Records of labeled points
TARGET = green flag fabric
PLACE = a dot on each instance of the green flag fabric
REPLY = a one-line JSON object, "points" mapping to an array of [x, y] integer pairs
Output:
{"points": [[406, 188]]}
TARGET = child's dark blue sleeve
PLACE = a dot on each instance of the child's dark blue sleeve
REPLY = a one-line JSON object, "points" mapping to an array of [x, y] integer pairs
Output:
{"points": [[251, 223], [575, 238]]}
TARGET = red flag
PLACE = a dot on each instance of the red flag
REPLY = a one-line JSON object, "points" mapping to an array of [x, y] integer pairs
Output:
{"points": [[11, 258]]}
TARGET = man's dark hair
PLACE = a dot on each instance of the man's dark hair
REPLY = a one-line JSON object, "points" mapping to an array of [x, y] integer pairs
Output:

Exercise brief:
Copy the records word for word, starting at the line containing "TARGET = red flag" and continuing through the end of the records, with both ends included.

Written solution:
TARGET = red flag
PLACE = a dot on each instance of the red flag
REPLY = a one-line JSON object, "points" mapping to an array of [x, y] integer pairs
Output:
{"points": [[11, 258]]}
TARGET = man's dark hair
PLACE = a dot on each instance of the man's dark hair
REPLY = a one-line JSON object, "points" mapping to an array of [x, y] integer pairs
Output:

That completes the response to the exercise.